╭──

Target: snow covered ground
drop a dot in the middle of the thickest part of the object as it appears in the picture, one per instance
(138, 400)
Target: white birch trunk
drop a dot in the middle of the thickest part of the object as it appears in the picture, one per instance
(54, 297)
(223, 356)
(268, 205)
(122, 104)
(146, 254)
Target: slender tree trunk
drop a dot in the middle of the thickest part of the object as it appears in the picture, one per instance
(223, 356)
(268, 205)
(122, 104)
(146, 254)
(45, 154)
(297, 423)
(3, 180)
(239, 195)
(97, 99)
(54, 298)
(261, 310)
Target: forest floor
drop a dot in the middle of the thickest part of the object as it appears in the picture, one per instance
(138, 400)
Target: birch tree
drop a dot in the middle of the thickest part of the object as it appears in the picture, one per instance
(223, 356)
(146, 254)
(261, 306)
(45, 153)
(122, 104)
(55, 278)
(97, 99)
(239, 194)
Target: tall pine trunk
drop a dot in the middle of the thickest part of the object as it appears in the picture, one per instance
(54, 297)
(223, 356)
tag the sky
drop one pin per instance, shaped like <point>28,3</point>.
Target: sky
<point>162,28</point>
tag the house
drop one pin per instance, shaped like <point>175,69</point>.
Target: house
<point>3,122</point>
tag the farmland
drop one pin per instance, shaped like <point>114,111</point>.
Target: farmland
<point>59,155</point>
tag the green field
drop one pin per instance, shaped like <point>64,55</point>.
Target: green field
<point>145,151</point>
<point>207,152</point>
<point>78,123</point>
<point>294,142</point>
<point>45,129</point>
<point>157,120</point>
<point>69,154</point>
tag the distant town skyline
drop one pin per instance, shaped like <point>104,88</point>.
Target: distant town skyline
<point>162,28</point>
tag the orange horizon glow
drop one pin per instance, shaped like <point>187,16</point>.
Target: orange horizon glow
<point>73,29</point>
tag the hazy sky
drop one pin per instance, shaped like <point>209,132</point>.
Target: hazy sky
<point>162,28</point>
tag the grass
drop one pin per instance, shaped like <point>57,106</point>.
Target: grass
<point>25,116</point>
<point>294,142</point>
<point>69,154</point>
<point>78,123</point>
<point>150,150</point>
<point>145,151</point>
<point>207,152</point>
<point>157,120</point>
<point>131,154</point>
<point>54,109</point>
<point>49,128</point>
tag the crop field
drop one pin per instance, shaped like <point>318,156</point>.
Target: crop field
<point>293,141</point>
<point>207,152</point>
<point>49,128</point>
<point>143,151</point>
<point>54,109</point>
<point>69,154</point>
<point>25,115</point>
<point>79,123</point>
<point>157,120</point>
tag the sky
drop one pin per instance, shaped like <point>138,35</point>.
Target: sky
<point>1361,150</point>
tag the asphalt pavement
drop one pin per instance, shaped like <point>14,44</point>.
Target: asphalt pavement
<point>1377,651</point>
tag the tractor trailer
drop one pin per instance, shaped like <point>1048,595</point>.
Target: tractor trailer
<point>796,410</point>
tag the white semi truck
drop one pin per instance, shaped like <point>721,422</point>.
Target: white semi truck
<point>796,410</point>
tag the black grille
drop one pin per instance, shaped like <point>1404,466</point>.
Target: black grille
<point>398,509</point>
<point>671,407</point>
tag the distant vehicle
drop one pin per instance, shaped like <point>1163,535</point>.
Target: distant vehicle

╰──

- **EXERCISE REQUIREMENTS**: From the line holding "Target: tractor trailer" through the final line of the data above, copy every line exactly as written. Include nothing else.

- **SOLVED PROBLEM**:
Target: tractor trailer
<point>796,410</point>
tag the white semi truck
drop one pin per instance, shaped like <point>721,422</point>.
Target: white semi truck
<point>796,410</point>
tag the black grille
drop one pin per instance, shaped like <point>1404,466</point>.
Target: black grille
<point>398,509</point>
<point>671,407</point>
tag the distant vehicle
drop one pin per instance, shaped like <point>1163,535</point>.
Target: distant vehicle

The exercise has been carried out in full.